--- What the task requires ---
Reproduce the listing that follows in full. Omit its images.

--- Given records ---

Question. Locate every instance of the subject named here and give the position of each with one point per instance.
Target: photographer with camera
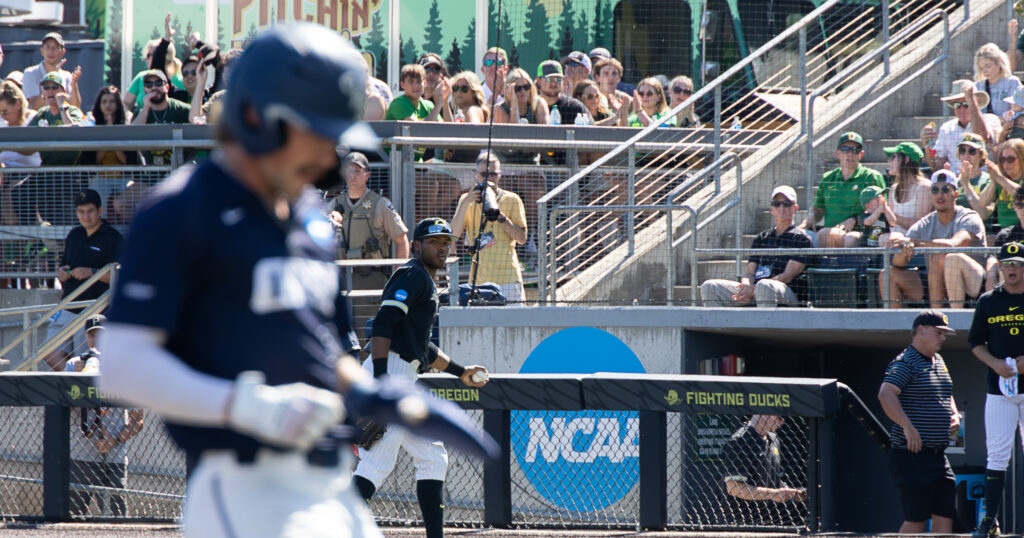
(495, 221)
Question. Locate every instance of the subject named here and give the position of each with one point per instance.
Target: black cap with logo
(1012, 252)
(432, 226)
(933, 319)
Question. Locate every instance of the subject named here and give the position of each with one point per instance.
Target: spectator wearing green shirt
(838, 198)
(411, 106)
(56, 112)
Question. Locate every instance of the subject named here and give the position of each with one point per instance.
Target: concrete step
(908, 127)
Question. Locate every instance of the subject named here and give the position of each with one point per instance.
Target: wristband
(380, 366)
(455, 368)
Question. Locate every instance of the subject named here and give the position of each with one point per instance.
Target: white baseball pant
(278, 495)
(1004, 416)
(429, 457)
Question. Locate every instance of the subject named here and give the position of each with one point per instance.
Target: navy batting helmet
(304, 75)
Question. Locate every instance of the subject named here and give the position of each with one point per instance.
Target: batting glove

--- Answer for the task ---
Question. Locate every instance of the subject named here and give the position of each with one point per instance.
Target: photographer with camera
(495, 221)
Question. Locate every instance of the subject named here and give the position of each with one point per instance.
Target: black cap with logo
(1012, 252)
(432, 226)
(933, 319)
Question. Locate every instance of the subject named here and give the position of each with one point per instance.
Target: spectator wearing green shirt
(838, 198)
(411, 106)
(56, 112)
Question. Locate every instance of the subject named here and give the position of each with one point per instance.
Target: concrete step
(908, 127)
Question. Locate every instance of the subject named here and give the position of each with one point per instance.
Target: wristband
(380, 366)
(455, 368)
Question. Locate every instance of the subject named here and give the position of each with one point per instance.
Target: white baseball pant
(278, 495)
(1004, 416)
(429, 457)
Question. Locate every instance of the subject named here and give the position of each with one point per instance.
Target: navy batting helmet
(304, 75)
Question. Locate every instance of the subject named here and give the position of each with one point per instance.
Target: batting glove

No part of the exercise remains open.